About this task: Go through the records and give each one again exactly.
BEGIN Extracted records
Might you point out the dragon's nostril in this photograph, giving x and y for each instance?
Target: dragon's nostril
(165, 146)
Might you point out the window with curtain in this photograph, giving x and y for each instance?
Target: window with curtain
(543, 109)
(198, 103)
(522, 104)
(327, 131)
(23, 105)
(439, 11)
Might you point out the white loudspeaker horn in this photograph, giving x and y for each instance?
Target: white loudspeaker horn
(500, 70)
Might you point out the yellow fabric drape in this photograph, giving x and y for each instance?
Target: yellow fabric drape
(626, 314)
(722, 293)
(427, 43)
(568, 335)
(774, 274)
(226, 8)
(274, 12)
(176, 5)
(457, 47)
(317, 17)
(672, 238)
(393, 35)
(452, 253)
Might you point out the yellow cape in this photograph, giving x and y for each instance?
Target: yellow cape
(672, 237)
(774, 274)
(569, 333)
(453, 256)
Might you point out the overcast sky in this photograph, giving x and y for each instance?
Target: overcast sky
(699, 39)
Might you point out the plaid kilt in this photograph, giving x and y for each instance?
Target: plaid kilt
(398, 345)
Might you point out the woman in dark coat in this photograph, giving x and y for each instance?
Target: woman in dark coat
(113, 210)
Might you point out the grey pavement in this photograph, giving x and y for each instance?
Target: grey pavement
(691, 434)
END Extracted records
Solution to the problem:
Might you point out the dragon's nostril in this photograph, giving x and y for each instance?
Target: dragon's nostril
(165, 146)
Might you point out the window with curtain in this photograph, giving x and y for each instance?
Target: window with curtain
(543, 109)
(198, 103)
(522, 104)
(327, 131)
(23, 105)
(439, 11)
Might you point out the white loudspeaker horn in this photograph, giving x and y for each instance?
Target: white loudspeaker horn
(500, 70)
Might you point out the yellow fabric drape in this photograph, giving x and y for each instance?
Target: yellow fabric drape
(626, 314)
(722, 293)
(427, 43)
(568, 335)
(774, 274)
(226, 8)
(274, 12)
(176, 5)
(457, 47)
(317, 17)
(672, 238)
(393, 35)
(452, 253)
Might you point out the yellow cape in this photograph, giving x and y for each instance?
Target: yellow cape
(672, 237)
(774, 274)
(569, 333)
(453, 256)
Might you point out the overcast sky in this photograph, giving x and y for each instance?
Target: overcast sky
(699, 39)
Might you point out the plaid kilt in this photograph, giving x and y for each instance?
Target: plaid kilt
(398, 345)
Might you point out the woman in dark coat in this photograph, giving x and y for each instance?
Target: woman in dark coat
(113, 210)
Might you point out the grey pavement in this photograph, giving x and y for each instance?
Target: grey pavement
(691, 434)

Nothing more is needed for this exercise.